- [Goal 1] In the passage on inductive power transfer, what may the guiding means be formed by or comprise?
- [Goal 2] From the passage on inductive power transfer, extract word for word the stretch from "The inductive power transfer device may" through "roller or drum).".
- [Goal 3] Continue the passage on inductive power transfer from the point where it stops.

The guiding means may be formed by or comprise a magnetic layer within the inductive power transfer device and in particular the power transfer part, said layer e.g. comprising the ferrite bars of ferrite strips. The magnetic layer may further comprise a rigid plate, preferably formed of a non-magnetic metallic material such as aluminium, at which the ferrite elements are arranged. The magnetic layer may provide a stabilising function for the power transfer part and e.g. be designed with a thickness of several millimetres or even several centimetres.

The inductive power transfer device may comprise cables which can e.g. be guided towards and connected to the power transfer part. The cables may have a variable

straight length (e.g. by being selectively wound onto or off a cable roller or drum).

- [Collected data]
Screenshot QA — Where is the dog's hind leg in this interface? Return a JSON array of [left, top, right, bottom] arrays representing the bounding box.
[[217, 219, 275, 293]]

- [Written answer 1] A magnetic layer within the inductive power transfer device, in particular within the power transfer part.

- [Written answer 2]
The inductive power transfer device may comprise cables which can e.g. be guided towards and connected to the power transfer part. The cables may have a variable

straight length (e.g. by being selectively wound onto or off a cable roller or drum).

- [Written answer 3]
Additionally or alternatively, the cables may be provided with a defined slack or looseness in order to avoid limitations to the possible displacements of the power transfer part (e.g. in case said part is subjected to external shocks or pressures and the connecting member is deformed accordingly). The cables may be surrounded by a protective sleeve or tube, both of which are preferably flexible and/or elastic and/or watertight. Additionally or alternatively, at least sections of the cables may be guided through and thus shielded by members of the inductive power transfer device, such as hollow sections of the connecting member. The protective sleeve or tube may also be composed of different layers, where one the layer may be a shielding preferably formed of a non-magnetic metallic material such as aluminium.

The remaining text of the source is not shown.